*ENUNCIADO DA TAREFA:* Reproduza, sem nenhuma alteração, a parte do texto sobre a ILTB que vai de "Como funciona a" até "até décadas depois.", incluindo essas palavras.

Como funciona a ILTB?
Quando uma pessoa é infectada com M. tuberculosis, seu sistema imunológico entra em ação para controlar os bacilos. Nessa fase, o organismo consegue impedir que a doença se desenvolva, mas os bacilos permanecem vivos no corpo, em um estado de “repouso”. Ou seja, a infecção não desaparece completamente, mas não há sintomas.
Com o tempo, esses bacilos podem ser reativados, especialmente se o sistema imunológico enfraquecer. Em geral, apenas uma pequena parte dos infectados acaba desenvolvendo a tuberculose ativa, principalmente nos primeiros dois anos após a infecção. No entanto, a reativação pode ocorrer muito depois, até décadas depois.
Quem tem mais risco de desenvolver a tuberculose ativa?
Alguns fatores aumentam o risco de uma pessoa com ILTB desenvolver a forma ativa da doença:
- Infecção pelo HIV: Quem tem HIV e não está bem controlado tem um risco muito maior de ativar a tuberculose.

Registros contidos em um conjunto de dados:
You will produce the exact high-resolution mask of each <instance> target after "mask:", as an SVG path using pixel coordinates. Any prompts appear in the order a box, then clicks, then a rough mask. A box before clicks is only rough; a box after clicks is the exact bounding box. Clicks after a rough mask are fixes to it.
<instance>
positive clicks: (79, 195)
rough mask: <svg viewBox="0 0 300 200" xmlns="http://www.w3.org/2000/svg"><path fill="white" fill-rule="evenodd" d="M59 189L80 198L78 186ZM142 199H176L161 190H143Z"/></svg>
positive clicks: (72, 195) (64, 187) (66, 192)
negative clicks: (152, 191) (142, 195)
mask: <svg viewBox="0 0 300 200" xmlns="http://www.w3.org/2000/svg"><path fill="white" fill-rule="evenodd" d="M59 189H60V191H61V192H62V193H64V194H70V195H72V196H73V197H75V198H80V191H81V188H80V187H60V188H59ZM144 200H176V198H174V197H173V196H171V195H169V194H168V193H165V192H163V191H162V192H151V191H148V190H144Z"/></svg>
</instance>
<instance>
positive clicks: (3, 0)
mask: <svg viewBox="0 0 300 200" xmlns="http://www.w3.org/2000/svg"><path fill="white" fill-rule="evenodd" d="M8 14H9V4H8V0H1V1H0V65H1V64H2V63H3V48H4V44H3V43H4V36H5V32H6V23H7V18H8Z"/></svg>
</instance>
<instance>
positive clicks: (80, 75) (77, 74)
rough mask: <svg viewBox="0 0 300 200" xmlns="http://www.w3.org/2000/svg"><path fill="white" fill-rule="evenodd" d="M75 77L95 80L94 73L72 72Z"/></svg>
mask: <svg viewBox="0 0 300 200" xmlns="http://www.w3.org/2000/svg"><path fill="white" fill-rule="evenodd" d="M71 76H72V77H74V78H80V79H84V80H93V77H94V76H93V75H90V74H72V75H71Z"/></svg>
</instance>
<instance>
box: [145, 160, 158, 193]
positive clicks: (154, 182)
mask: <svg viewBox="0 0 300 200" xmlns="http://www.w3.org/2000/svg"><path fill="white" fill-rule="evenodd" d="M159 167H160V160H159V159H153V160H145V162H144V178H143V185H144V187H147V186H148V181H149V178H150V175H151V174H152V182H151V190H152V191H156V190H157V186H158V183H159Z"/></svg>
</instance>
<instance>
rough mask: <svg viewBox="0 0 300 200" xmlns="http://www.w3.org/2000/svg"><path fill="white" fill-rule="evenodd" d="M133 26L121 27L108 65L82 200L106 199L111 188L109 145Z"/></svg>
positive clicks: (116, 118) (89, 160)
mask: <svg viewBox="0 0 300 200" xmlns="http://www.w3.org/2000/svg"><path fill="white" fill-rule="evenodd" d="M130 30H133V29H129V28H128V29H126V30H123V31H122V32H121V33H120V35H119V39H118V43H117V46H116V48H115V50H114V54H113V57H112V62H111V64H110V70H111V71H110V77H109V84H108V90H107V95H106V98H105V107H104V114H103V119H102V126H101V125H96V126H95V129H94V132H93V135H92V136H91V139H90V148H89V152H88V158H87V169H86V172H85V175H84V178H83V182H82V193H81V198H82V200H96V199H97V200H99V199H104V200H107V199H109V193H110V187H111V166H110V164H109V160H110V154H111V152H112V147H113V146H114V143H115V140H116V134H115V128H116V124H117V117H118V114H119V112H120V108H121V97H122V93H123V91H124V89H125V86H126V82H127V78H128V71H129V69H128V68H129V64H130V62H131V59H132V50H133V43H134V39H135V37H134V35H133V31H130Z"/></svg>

*EXERCÍCIO RESOLVIDO:*
Como funciona a ILTB?
Quando uma pessoa é infectada com M. tuberculosis, seu sistema imunológico entra em ação para controlar os bacilos. Nessa fase, o organismo consegue impedir que a doença se desenvolva, mas os bacilos permanecem vivos no corpo, em um estado de “repouso”. Ou seja, a infecção não desaparece completamente, mas não há sintomas.
Com o tempo, esses bacilos podem ser reativados, especialmente se o sistema imunológico enfraquecer. Em geral, apenas uma pequena parte dos infectados acaba desenvolvendo a tuberculose ativa, principalmente nos primeiros dois anos após a infecção. No entanto, a reativação pode ocorrer muito depois, até décadas depois.